The U.S. Agriculture Transportation Coalition (AgTC) says the new international container weight verification rule threatens U.S. exporters with lost business and supply chain turmoil.
In a position paper released this month, the coalition called for intensified industry-government cooperation to solve problems with the new container weight rule developed by the International Maritime Organization under the Safety of Life At Sea convention, or SOLAS.
AgTC members constitute the majority of U.S. agriculture and forest products exporters and thus the majority of U.S. ocean exports, states the paper. “We believe that unless thoughtfully considered, by individuals with intimate familiarity with the export supply chain process, this rule will create major turmoil at the marine terminals and a very significant impediment to US exports. This rule was never submitted to Congress, no committee or subcommittee of Congress ever reviewed it. It was not reviewed or approved by a Federal agency, nor published in the Federal Register. There has been no input from the shipping community.”
The AgTC says the rule causes significant competitive disadvantage to U.S. exporters, and the cost of implementation imposes significant new costs on all participants in the U.S. export
The coalition has called for a U.S. Congress review of the issues and proposes delaying implementation of the rule which is scheduled to take effect from July 1.

■ Record excerpts ■
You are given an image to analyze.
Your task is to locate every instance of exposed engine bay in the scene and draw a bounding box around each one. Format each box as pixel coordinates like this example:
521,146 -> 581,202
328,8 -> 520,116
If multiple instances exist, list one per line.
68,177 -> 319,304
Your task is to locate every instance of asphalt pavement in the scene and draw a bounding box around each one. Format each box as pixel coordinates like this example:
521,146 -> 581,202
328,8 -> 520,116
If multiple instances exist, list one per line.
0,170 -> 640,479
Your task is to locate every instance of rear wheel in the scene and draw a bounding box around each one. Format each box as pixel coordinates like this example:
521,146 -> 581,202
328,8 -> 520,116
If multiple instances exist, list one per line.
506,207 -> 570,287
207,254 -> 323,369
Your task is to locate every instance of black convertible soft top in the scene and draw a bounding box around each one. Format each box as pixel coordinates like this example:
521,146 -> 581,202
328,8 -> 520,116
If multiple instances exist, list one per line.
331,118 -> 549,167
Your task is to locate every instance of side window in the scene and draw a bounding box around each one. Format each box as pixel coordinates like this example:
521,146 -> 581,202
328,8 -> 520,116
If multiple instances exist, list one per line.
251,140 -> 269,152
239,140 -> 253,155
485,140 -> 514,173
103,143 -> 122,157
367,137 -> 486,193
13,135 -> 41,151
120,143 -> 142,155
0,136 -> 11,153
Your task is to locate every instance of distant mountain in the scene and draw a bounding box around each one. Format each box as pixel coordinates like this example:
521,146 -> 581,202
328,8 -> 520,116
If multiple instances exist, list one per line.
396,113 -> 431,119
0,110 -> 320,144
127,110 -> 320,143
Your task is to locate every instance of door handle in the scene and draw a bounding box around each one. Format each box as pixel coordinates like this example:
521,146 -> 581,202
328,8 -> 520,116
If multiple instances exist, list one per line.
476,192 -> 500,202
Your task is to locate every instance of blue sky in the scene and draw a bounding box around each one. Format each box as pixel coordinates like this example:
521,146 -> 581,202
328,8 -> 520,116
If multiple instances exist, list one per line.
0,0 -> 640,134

■ Exercises ■
1 – Set down, word for word, the stretch of the article on the container weight rule from "The AgTC says" through "from July 1.".
2 – According to the article on the container weight rule, the position paper names several kinds of review or input that the rule never received. List all of them.
3 – In the article on the container weight rule, from what date is the rule scheduled to take effect?

■ Answers to the exercises ■
1 –
The AgTC says the rule causes significant competitive disadvantage to U.S. exporters, and the cost of implementation imposes significant new costs on all participants in the U.S. export
The coalition has called for a U.S. Congress review of the issues and proposes delaying implementation of the rule which is scheduled to take effect from July 1.

2 –
- It was never submitted to Congress.
- No committee or subcommittee of Congress ever reviewed it.
- It was not reviewed or approved by a Federal agency.
- It was not published in the Federal Register.
- There has been no input from the shipping community.

3 – From July 1.